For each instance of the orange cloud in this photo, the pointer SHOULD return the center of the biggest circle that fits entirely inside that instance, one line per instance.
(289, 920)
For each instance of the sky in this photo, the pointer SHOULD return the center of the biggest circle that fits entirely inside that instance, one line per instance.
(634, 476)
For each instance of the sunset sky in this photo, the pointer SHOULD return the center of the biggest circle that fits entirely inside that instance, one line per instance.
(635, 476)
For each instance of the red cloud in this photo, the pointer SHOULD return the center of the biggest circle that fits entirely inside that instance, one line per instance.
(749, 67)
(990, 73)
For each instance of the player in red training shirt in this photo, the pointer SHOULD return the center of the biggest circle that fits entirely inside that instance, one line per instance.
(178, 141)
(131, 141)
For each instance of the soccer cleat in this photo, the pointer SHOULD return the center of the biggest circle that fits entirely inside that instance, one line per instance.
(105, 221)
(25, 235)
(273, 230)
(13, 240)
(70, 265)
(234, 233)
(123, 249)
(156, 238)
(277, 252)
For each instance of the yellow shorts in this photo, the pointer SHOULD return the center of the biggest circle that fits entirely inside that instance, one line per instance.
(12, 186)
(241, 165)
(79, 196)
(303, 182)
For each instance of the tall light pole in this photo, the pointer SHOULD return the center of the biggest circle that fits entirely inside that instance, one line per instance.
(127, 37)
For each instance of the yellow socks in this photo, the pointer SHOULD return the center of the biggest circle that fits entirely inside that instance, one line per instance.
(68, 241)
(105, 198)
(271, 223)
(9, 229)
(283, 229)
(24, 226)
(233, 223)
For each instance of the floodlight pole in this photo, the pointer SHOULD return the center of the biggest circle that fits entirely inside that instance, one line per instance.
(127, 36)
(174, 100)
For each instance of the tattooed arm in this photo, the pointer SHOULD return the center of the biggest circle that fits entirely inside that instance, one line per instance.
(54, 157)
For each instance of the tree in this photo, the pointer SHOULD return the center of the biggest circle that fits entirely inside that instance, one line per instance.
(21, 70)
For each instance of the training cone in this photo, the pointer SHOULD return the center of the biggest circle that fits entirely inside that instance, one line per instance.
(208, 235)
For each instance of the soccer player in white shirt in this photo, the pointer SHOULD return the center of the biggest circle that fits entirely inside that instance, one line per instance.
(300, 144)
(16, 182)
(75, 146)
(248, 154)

▶ **Problem description**
Please reproduce word for word the part of the rows that opens with the line containing "For each instance of the floodlight" and runs through the end of the rows.

▶ **Task result**
For each instance of the floodlight pole in this photo, the pointer SHOULD return the center of the biggest circle that fits entirely inside that instance, one line per instance.
(127, 36)
(174, 100)
For each instance of the tattooed arm in this photo, the pointer SHOULD return the center of the biggest circle that fits entirely inside that instance, one line per instance.
(54, 157)
For each instance of the tree in this photo, the pointer SHOULD return the center of the biggest circle that fits entirely inside that instance, one line per instance.
(21, 70)
For each instance of the training cone in this photo, the pointer SHOULD return the center of the biggest circle that fits entirely inside that instance, one line per instance.
(208, 235)
For each instance of the soccer player in white shirt in this photo, the pointer SHOULD return the center of the biggest circle that fits entirely inside that instance, one line per instance.
(300, 144)
(16, 182)
(75, 146)
(248, 154)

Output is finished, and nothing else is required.